| Votre consigne |
Reproduisez mot pour mot le passage de l'extrait sur Habemus Papam qui va de « Difficile de traiter » jusqu'à « avec Habemus Papam. » inclus.

Difficile de traiter au cinéma d’un sujet aussi délicat que l’élection pontificale. En 2011, malgré les craintes des vaticanistes et l’interdiction de tourner dans certains lieux emblématiques, Nanni Moretti nous offrait l’un de ses meilleurs films avec Habemus Papam.
Cette immersion au sein du Conclave impressionne dès les premiers instants par la reconstitution de la Chapelle Sixtine où l’on apprend au même titre que les cardinaux le nom du nouveau pape, interprété par le grand Michel Piccoli, après de longues délibérations. A travers les voix off, nous découvrons le vacarme provoqué par les pensées des cardinaux qui souffrent en silence. L’accession à la souveraineté représente pour eux une véritable angoisse et il est drôle de voir le soulagement sur leurs visages lorsque le nom tant attendu est dévoilé. En les contemplant, on rit grâce à l’empathie immédiate que provoque Moretti. Le réalisateur s’amuse durant tout le long de son œuvre à dévoiler leurs scènes de vie intimes et en assemblée. Cela crée une sorte de proximité avec le spectateur qui s’immisce dans un environnement habituellement gardé secret.

| Données brutes |
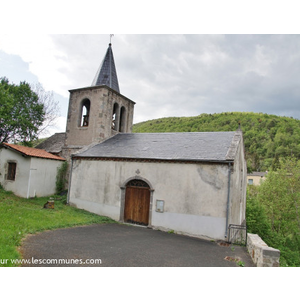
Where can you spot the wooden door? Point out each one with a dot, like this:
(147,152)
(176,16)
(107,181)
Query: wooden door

| Résultat obtenu |
Difficile de traiter au cinéma d’un sujet aussi délicat que l’élection pontificale. En 2011, malgré les craintes des vaticanistes et l’interdiction de tourner dans certains lieux emblématiques, Nanni Moretti nous offrait l’un de ses meilleurs films avec Habemus Papam.